- _To be done_: Arrange the lines below as a JSON list of strings, one string per line, leaving out any blank lines.

--- begin Records supplied ---

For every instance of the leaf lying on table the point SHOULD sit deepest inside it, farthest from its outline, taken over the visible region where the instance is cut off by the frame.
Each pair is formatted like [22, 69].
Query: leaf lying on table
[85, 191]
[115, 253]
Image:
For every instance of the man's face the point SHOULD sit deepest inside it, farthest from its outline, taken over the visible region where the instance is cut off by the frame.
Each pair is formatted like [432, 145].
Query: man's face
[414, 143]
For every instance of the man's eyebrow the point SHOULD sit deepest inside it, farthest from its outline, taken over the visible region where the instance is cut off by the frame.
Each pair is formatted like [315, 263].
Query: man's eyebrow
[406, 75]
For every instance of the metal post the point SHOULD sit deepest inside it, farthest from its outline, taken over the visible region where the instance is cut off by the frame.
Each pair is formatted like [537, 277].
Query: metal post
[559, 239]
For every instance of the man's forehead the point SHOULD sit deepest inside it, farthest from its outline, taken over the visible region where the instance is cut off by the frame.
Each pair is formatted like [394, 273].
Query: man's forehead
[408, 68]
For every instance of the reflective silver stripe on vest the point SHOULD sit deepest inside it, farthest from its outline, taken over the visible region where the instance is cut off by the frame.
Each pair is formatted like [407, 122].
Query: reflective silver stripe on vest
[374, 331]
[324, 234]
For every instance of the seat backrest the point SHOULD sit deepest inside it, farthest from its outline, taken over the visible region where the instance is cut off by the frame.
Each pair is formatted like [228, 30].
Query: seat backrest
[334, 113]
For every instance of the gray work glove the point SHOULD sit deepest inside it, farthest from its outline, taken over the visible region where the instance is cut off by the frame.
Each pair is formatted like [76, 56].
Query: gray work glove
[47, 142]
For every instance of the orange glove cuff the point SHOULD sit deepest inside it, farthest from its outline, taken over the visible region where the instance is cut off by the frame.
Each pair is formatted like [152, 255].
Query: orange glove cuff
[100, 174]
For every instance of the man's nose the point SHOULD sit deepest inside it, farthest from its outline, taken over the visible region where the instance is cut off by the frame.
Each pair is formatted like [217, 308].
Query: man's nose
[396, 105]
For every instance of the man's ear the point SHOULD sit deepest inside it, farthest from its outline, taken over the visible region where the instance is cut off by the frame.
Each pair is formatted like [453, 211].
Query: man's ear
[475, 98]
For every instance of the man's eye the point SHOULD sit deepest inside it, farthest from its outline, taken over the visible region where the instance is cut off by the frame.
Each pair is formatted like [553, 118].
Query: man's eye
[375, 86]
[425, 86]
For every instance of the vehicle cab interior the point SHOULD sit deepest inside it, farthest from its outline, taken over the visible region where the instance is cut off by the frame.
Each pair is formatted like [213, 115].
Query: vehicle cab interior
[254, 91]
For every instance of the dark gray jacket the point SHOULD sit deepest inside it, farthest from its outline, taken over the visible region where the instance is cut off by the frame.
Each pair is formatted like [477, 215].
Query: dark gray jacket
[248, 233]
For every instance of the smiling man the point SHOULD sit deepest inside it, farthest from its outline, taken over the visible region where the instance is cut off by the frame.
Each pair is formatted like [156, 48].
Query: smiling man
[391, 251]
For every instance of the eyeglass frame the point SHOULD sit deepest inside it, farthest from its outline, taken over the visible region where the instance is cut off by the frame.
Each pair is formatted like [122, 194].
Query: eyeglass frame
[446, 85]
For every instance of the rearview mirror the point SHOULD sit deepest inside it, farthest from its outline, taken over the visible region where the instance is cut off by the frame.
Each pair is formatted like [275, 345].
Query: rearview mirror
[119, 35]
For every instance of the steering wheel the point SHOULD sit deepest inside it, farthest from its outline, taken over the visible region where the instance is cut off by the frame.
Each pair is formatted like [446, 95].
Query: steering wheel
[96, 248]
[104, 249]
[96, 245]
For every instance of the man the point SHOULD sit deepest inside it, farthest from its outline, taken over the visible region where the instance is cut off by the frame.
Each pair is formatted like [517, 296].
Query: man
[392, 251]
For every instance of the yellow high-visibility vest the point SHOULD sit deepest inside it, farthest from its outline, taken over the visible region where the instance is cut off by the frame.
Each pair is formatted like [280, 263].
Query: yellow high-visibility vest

--- end Records supplied ---

- _Response to the task_:
[
  "For every instance of the leaf lying on table the point SHOULD sit deepest inside it, farthest from its outline, taken over the visible region where the instance is cut off by the frame.",
  "Each pair is formatted like [22, 69].",
  "Query: leaf lying on table",
  "[85, 191]",
  "[115, 253]",
  "Image:",
  "For every instance of the man's face the point SHOULD sit deepest inside it, farthest from its outline, taken over the visible region where the instance is cut off by the frame.",
  "Each pair is formatted like [432, 145].",
  "Query: man's face",
  "[414, 143]",
  "For every instance of the man's eyebrow the point SHOULD sit deepest inside it, farthest from its outline, taken over the visible region where the instance is cut off by the frame.",
  "Each pair is formatted like [315, 263].",
  "Query: man's eyebrow",
  "[406, 75]",
  "For every instance of the metal post the point SHOULD sit deepest inside it, farthest from its outline, taken over the visible region where the instance is cut off by the frame.",
  "Each pair is formatted like [537, 277].",
  "Query: metal post",
  "[559, 239]",
  "For every instance of the man's forehead the point SHOULD sit deepest inside it, farthest from its outline, taken over the visible region where the instance is cut off by the frame.",
  "Each pair is formatted like [394, 273].",
  "Query: man's forehead",
  "[408, 68]",
  "For every instance of the reflective silver stripe on vest the point SHOULD sit deepest inside it, farthest from its outline, taken over the visible region where the instance is cut off by the frame.",
  "Each pair is formatted like [407, 122].",
  "Query: reflective silver stripe on vest",
  "[374, 331]",
  "[324, 234]",
  "For every instance of the seat backrest the point SHOULD sit deepest inside it, farthest from its outline, taken over the visible region where the instance is cut off by the frame.",
  "Each pair is formatted like [228, 30].",
  "Query: seat backrest",
  "[334, 113]",
  "For every instance of the gray work glove the point SHOULD sit deepest inside it, farthest from its outline, taken over the visible region where the instance is cut off by the frame.",
  "Each pair is formatted like [76, 56].",
  "Query: gray work glove",
  "[47, 142]",
  "For every instance of the orange glove cuff the point SHOULD sit deepest inside it, farthest from its outline, taken over the visible region where the instance is cut off by the frame.",
  "Each pair is formatted like [152, 255].",
  "Query: orange glove cuff",
  "[100, 174]",
  "For every instance of the man's nose the point SHOULD sit deepest inside it, farthest from its outline, taken over the visible region where the instance is cut off by the frame.",
  "Each pair is formatted like [217, 308].",
  "Query: man's nose",
  "[396, 105]",
  "For every instance of the man's ear the point SHOULD sit deepest inside it, farthest from its outline, taken over the visible region where the instance is cut off by the frame.",
  "Each pair is formatted like [453, 211].",
  "Query: man's ear",
  "[475, 98]",
  "For every instance of the man's eye the point SHOULD sit deepest inside it, farthest from its outline, taken over the visible region where the instance is cut off by the frame.",
  "Each pair is formatted like [553, 118].",
  "Query: man's eye",
  "[375, 86]",
  "[425, 86]",
  "For every instance of the vehicle cab interior the point SHOULD sit deepest inside it, farthest from its outline, taken over the visible region where the instance is cut off by the frame.",
  "Each pair is formatted like [213, 115].",
  "Query: vehicle cab interior",
  "[254, 91]",
  "For every instance of the dark gray jacket the point SHOULD sit deepest inside it, farthest from its outline, taken over the visible region where the instance is cut off by the frame.",
  "Each pair is formatted like [477, 215].",
  "Query: dark gray jacket",
  "[248, 233]",
  "For every instance of the smiling man the point SHOULD sit deepest inside it, farthest from its outline, taken over the visible region where the instance is cut off by the frame.",
  "Each pair is formatted like [156, 48].",
  "Query: smiling man",
  "[391, 251]",
  "For every instance of the eyeglass frame the point SHOULD sit deepest inside it, farthest from its outline, taken over the visible region where the instance is cut off by the frame.",
  "Each pair is formatted like [122, 194].",
  "Query: eyeglass frame",
  "[446, 85]",
  "For every instance of the rearview mirror the point SHOULD sit deepest inside it, farthest from its outline, taken over the visible region where the instance is cut off by the frame.",
  "Each pair is formatted like [275, 345].",
  "Query: rearview mirror",
  "[119, 35]",
  "For every instance of the steering wheel the point SHOULD sit deepest inside it, farthest from its outline, taken over the visible region where the instance is cut off by the frame.",
  "Each pair is formatted like [446, 95].",
  "Query: steering wheel",
  "[96, 248]",
  "[104, 249]",
  "[96, 245]",
  "For every instance of the man the point SHOULD sit deepest inside it, farthest from its outline, taken over the visible region where the instance is cut off by the frame.",
  "Each pair is formatted like [517, 296].",
  "Query: man",
  "[392, 251]",
  "For every instance of the yellow high-visibility vest the point SHOULD sit deepest inside it, farthest from its outline, taken over the visible region where the instance is cut off by the frame.",
  "Each pair is formatted like [280, 263].",
  "Query: yellow high-visibility vest"
]